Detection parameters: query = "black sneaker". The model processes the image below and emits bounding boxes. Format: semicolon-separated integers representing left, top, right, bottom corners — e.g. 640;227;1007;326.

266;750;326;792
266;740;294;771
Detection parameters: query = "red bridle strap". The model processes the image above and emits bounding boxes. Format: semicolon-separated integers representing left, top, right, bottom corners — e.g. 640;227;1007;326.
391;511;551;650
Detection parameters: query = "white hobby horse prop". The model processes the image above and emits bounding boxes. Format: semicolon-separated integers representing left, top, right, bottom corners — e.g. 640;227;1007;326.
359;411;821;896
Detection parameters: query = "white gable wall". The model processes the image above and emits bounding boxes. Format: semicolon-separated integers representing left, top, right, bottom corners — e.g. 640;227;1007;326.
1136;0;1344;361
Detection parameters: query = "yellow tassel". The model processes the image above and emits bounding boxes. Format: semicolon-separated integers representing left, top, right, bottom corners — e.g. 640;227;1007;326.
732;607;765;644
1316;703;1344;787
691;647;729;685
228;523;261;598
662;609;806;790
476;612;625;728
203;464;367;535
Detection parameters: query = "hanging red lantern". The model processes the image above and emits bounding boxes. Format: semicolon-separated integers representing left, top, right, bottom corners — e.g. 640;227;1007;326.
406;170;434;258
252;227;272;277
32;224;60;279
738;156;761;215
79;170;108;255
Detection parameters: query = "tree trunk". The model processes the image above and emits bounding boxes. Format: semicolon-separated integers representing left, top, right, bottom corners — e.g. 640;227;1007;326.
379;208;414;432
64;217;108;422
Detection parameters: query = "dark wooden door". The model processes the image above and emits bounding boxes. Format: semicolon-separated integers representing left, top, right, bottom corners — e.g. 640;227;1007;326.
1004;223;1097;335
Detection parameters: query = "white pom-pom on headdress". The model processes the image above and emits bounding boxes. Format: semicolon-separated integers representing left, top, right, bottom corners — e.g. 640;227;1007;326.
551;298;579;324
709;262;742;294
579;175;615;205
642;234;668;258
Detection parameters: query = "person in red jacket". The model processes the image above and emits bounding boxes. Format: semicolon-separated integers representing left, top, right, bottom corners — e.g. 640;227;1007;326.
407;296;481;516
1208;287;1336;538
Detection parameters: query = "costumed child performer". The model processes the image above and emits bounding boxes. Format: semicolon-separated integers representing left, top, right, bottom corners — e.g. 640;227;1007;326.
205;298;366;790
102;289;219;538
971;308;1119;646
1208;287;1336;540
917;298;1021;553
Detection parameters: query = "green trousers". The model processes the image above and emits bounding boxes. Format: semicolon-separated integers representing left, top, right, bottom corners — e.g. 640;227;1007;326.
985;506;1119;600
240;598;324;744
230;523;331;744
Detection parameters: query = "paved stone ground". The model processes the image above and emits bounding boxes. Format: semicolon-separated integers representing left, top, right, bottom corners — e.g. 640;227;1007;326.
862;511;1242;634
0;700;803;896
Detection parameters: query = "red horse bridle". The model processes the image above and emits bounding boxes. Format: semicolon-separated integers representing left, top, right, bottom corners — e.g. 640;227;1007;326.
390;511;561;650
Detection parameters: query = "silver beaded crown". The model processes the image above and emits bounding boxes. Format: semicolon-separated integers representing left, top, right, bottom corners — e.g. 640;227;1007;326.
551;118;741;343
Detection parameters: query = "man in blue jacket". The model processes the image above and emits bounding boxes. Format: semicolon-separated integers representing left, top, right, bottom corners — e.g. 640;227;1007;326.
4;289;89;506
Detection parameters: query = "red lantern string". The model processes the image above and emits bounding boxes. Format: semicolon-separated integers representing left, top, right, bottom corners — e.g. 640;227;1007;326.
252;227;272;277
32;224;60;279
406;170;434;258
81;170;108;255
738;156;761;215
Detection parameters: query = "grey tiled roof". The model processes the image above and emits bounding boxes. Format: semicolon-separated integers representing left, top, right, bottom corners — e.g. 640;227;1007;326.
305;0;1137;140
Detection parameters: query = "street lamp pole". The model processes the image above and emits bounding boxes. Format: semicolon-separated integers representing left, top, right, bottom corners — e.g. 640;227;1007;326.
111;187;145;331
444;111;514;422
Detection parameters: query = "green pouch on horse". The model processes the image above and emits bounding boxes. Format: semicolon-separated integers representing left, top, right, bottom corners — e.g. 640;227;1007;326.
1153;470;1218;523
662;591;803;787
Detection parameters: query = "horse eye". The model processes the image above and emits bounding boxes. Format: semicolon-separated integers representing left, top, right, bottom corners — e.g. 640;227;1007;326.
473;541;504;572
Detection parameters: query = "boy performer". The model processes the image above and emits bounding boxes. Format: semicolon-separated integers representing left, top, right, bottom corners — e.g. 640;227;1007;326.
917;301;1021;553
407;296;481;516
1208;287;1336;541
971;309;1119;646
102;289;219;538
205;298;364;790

• Set problem: Copy every row above word for word.

• Written solution:
Detection parameters: query = "black sneaker". The model processes the image below and emits bounding boxes. Format: semicolon-separated integers representing left, top, right, bottom corners — e.g. 640;227;1007;326.

266;750;326;792
266;740;294;771
Detection parameters: query = "red bridle strap". The model processes the image above and emits bounding boxes. Format: semicolon-separated integers representing left, top, right, bottom corners — e.g. 640;227;1007;326.
391;511;551;650
Detection parameters: query = "white hobby horse prop". The model processes the image above and emits bounding boxes. Format: semicolon-separated integers representing left, top, right, bottom corners — e.g. 640;227;1007;326.
359;411;821;896
Detection parameters: query = "white gable wall". The model processes the image above and emits bounding boxes. Format: semicolon-separated integers representing left, top, right, bottom corners — e.g. 640;227;1007;326.
1136;0;1344;361
Detection parameters: query = "yellow tassel". The model processes the image above and emits bounding boxes. Format: semicolon-separated integers representing left, top, right, bottom corners — e.g. 640;227;1007;326.
732;607;765;644
1316;703;1344;787
691;647;729;685
228;523;261;598
662;609;806;790
476;612;625;728
203;464;367;535
Detection parameters: query = "hanging red lantern". The model processes the image above and emits bounding boxes. Format: semicolon-separated integers representing left, top, right, bottom corners — e.g. 640;227;1007;326.
406;170;434;258
252;227;272;277
32;224;60;279
738;156;761;215
79;170;108;255
Detection parameters: query = "tree trunk". The model processes the image above and emits bounding boxes. Format: semicolon-separated integers representing left, top, right, bottom corners — e.g. 640;227;1007;326.
379;208;414;432
64;217;108;422
Detection parameters: query = "dark wooden door". The model processes the image above and emits bounding boxes. Format: semicolon-separated integers representing left, top, right, bottom corners — e.g. 640;227;1007;326.
1004;223;1097;335
Detection parameters: query = "white pom-pom on headdress". The model processes the image above and emits bounding boxes. Format: semicolon-separated integers representing left, top, right, bottom corners — e.g. 640;227;1007;326.
551;298;579;324
709;262;742;294
579;175;615;205
642;234;668;258
Detection parameters: query = "person in red jacket". The model processes the image above and emits bounding boxes. Format: semicolon-separated integers representing left, top, right, bottom corners — e.g. 640;227;1007;326.
407;296;481;516
1208;287;1336;538
Detection parameters: query = "costumed child performer". The model processes the image above and emits bounding boxes. Format: semicolon-separated integers representing left, top, right, bottom corners — e.g. 640;227;1007;326.
205;298;366;790
102;289;219;538
971;308;1119;646
1208;287;1336;540
917;298;1021;553
Detection parameters: query = "green trousers". The model processes the image above and emits bounding boxes. Format: semicolon-separated integers representing left, top, right, bottom corners — e.g. 640;227;1007;326.
985;506;1119;600
240;598;324;744
230;523;331;744
Detection parameters: query = "paved stone ground". The model processes the image above and emits bounding boxes. Format: semicolon-separated integers representing left, top, right, bottom corners — e.g. 640;227;1007;326.
862;511;1242;634
0;700;803;896
Detection parameters: query = "red horse bridle". The model processes the image above and emits bounding boxes. Format: semicolon-separated integers representing left, top, right, bottom corners — e.g. 640;227;1007;326.
390;511;561;650
Detection parameters: query = "silver beaded crown". The model processes the image above and emits bounding boxes. Format: semicolon-separated integers representing left, top, right, bottom corners — e.g. 640;227;1007;326.
551;118;741;343
Detection parameters: query = "man in blue jacket". The model processes the image above and emits bounding boxes. Format: semicolon-separated integers representing left, top, right, bottom corners — e.g. 640;227;1007;326.
4;289;89;506
Detection parameters: query = "red lantern string". The model processes the image above and emits bounding boxes. Format: semicolon-separated integers representing left, top, right, bottom corners — e.g. 640;227;1007;326.
252;227;272;277
32;224;60;279
406;170;434;258
81;170;108;255
738;156;761;215
Detection parameters: query = "grey tiled roof". The model processes the image above and emits bounding boxes. Format: semicolon-separated integers representing left, top, right, bottom corners — e.g. 640;227;1007;326.
305;0;1137;140
Detection parameters: query = "street lamp pole". The model processes the image above and emits bounding boxes. Format: semicolon-separated integers representing left, top, right, bottom corners — e.g. 640;227;1007;326.
111;187;145;331
444;111;514;422
Detection parameters: query = "green pouch on horse". The model processes the image above and emits bounding boxes. Format: semicolon-separated integers representing left, top, right, bottom corners — e.g. 640;227;1007;326.
1153;470;1218;523
662;591;803;787
Detection parameters: query = "horse eye". The model processes the image above and emits bounding boxes. Format: semicolon-separated integers representing left, top, right, bottom corners — e.g. 640;227;1007;326.
473;541;504;572
Detection parameters: query = "boy performer". The model processes the image above and emits bounding boxes. Format: semicolon-separated integers representing left, top, right, bottom corners — e.g. 640;227;1007;326.
917;301;1021;553
407;296;481;516
1208;287;1336;541
971;309;1119;646
102;289;219;538
205;298;364;790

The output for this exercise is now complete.